● **Problem to work on**
Copy out all lines of the records in which the word "below" appears.

──────────────────────────────

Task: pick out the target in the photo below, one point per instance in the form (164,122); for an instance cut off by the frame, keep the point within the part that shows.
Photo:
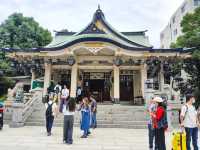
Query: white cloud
(126,15)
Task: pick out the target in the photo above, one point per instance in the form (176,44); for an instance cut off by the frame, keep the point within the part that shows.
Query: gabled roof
(99,28)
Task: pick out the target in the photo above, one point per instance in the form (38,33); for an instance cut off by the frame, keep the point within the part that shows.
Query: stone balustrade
(21,111)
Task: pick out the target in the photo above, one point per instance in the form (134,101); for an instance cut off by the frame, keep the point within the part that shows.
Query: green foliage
(23,32)
(191,39)
(191,31)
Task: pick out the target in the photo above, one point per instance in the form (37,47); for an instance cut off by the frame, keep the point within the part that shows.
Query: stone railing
(21,111)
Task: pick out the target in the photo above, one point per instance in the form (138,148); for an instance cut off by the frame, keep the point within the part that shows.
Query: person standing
(151,109)
(58,87)
(79,94)
(188,118)
(85,119)
(159,123)
(63,98)
(51,112)
(68,111)
(93,112)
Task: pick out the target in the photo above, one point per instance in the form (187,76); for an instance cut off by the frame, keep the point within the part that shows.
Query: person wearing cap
(188,118)
(159,117)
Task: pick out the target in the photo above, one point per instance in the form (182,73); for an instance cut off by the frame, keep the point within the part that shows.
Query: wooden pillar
(74,74)
(143,79)
(116,84)
(47,76)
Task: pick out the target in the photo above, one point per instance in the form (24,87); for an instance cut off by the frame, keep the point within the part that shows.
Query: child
(68,111)
(85,120)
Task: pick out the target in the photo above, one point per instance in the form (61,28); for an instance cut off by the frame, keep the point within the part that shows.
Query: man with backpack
(51,112)
(188,119)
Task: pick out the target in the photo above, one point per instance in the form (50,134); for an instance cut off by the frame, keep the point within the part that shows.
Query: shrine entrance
(126,86)
(97,84)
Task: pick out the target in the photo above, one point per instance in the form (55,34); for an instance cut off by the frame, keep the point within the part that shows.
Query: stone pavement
(34,138)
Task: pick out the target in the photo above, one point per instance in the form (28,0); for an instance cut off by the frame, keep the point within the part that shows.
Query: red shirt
(158,116)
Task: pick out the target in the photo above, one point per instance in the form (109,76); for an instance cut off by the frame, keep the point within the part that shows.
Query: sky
(74,15)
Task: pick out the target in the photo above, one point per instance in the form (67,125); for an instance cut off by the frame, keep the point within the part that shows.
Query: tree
(191,39)
(23,32)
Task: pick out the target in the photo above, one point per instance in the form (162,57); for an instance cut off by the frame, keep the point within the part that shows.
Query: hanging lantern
(71,60)
(118,61)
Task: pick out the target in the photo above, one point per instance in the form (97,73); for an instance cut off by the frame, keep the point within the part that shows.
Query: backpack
(49,110)
(179,114)
(163,123)
(79,92)
(71,104)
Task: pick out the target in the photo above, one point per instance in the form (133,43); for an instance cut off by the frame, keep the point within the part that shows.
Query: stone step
(99,121)
(99,125)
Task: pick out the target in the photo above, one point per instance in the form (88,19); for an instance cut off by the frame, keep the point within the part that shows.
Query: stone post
(33,77)
(74,74)
(47,77)
(17,115)
(116,84)
(161,79)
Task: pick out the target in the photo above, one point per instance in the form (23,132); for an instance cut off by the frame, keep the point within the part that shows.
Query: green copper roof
(104,30)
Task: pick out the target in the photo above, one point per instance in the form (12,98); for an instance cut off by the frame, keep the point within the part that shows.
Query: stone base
(16,125)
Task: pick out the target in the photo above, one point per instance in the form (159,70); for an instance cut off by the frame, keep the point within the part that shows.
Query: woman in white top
(63,98)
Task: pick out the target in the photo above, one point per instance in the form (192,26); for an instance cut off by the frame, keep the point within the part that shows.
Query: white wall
(167,36)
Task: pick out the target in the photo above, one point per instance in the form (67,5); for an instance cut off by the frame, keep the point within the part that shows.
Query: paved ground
(34,138)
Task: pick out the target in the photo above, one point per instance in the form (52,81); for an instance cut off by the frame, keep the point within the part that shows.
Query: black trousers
(160,138)
(68,128)
(49,123)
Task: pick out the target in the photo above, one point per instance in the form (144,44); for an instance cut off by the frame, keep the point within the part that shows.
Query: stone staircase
(108,116)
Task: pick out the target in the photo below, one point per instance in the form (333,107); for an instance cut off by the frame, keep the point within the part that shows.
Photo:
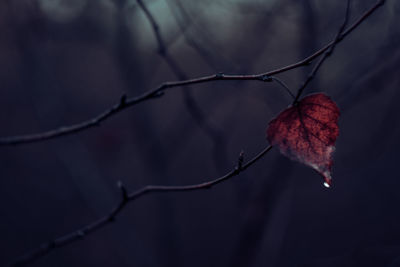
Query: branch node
(158,94)
(219,75)
(266,78)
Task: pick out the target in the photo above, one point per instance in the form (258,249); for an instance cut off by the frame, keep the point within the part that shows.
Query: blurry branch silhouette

──────────────────────────────

● **Task response**
Task: pick out the target in the photo below, one point per instance in the form (164,122); for an instance cut off by the frame, keep the point within the part that shows.
Task: pick out the target in the photo below, one point per instance in the form (333,107); for an instance cut off by the frame, keep the point within the part that shows.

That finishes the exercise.